= The task =
This exercise requires every record to be repeated exactly.

= Materials provided =
====================

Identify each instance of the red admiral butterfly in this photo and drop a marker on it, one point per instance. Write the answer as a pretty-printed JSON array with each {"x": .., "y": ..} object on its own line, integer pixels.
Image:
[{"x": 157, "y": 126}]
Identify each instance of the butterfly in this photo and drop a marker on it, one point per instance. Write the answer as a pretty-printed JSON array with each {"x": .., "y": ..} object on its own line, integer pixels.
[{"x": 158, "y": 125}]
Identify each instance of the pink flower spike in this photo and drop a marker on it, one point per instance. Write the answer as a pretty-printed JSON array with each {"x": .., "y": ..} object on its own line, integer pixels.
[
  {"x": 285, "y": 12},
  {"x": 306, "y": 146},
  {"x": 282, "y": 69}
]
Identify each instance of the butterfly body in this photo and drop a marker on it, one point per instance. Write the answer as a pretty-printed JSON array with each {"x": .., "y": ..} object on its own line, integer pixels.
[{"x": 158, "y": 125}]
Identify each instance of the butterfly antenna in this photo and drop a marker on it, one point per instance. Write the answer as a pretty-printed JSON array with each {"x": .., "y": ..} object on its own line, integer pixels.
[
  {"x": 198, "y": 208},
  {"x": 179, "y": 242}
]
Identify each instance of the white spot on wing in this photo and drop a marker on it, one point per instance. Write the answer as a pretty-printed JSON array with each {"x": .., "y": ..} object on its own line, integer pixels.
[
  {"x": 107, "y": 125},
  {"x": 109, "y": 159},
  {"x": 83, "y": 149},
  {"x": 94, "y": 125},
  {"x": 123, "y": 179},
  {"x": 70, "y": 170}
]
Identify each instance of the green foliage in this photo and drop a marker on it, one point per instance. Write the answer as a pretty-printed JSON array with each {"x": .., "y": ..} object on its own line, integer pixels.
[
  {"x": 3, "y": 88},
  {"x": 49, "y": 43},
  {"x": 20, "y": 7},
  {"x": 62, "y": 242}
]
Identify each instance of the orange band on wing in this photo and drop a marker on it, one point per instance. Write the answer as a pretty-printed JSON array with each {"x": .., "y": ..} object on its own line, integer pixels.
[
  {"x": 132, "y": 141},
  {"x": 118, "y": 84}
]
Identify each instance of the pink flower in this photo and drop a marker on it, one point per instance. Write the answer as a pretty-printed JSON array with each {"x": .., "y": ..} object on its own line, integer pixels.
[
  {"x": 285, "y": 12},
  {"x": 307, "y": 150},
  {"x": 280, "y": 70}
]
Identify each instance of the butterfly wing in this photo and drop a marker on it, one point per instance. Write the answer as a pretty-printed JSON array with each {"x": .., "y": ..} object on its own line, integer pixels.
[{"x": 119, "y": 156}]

====================

= Result of this task =
Identify each instance of the red admiral butterfly in this photo and drop a marker on it, one point per instance. Write the answer as a pretty-printed JSON array with each {"x": .., "y": ..} object on its own line, integer pixels.
Image:
[{"x": 157, "y": 126}]
Identify each instance of the butterfly in this photo and drop a marker on it, one point per instance. Write the answer as a pretty-printed JSON array with each {"x": .., "y": ..} object on its own line, integer pixels.
[{"x": 158, "y": 125}]
Identify each instance of the pink flower spike in this photo and drop a marker on it, one point per instance. Write the answer as a pretty-printed JSON array with each {"x": .., "y": ..} object on its own line, integer pixels.
[
  {"x": 285, "y": 12},
  {"x": 306, "y": 146},
  {"x": 282, "y": 69}
]
Identify each instance of the butterfly body in this photo and drop a marker on it, one point per instance. Write the answer as a pretty-printed JSON array with each {"x": .., "y": ..} object on its own line, integer pixels.
[{"x": 158, "y": 125}]
Identify each instance of the butterfly antenna in this photo and drop a marker on it, one point per instance. Write the answer as a pretty-printed JSON array with each {"x": .., "y": ..} object on its own line, integer pixels.
[
  {"x": 198, "y": 208},
  {"x": 179, "y": 242}
]
Identify each instance of the white spot on wing in this photo and drop a marker on it, one point per instance. Write the answer as a pretty-printed JSON array with each {"x": .., "y": ..} object on its own line, integer pixels.
[
  {"x": 107, "y": 125},
  {"x": 109, "y": 159},
  {"x": 83, "y": 149},
  {"x": 94, "y": 125},
  {"x": 123, "y": 179},
  {"x": 70, "y": 170}
]
Identify each instance of the green foliage in this photo and drop a marker on it, one point per instance. Write the answer as a pretty-printed JSON array with each {"x": .., "y": ..} object on its own line, integer pixels.
[
  {"x": 3, "y": 88},
  {"x": 49, "y": 43},
  {"x": 20, "y": 7},
  {"x": 62, "y": 242}
]
Identify each instance of the orange band on wing in this photo and drop a marker on it, one point per instance. Write the answer as a pretty-printed JSON array with each {"x": .., "y": ..} object on its own line, integer pixels.
[
  {"x": 132, "y": 141},
  {"x": 118, "y": 84}
]
Identify each instance of the pink flower in this photo and drop a marker on it, one point per instance. Write the answer as a pretty-printed JSON array with each {"x": .., "y": ..} object on its own line, integer pixels.
[
  {"x": 285, "y": 12},
  {"x": 307, "y": 150},
  {"x": 280, "y": 70}
]
Identify each instance of the butterfly wing in this photo and drop a marker on it, one point per instance. Write the answer as a pretty-printed JSON array with each {"x": .., "y": ..} object on its own line, integer pixels.
[{"x": 119, "y": 156}]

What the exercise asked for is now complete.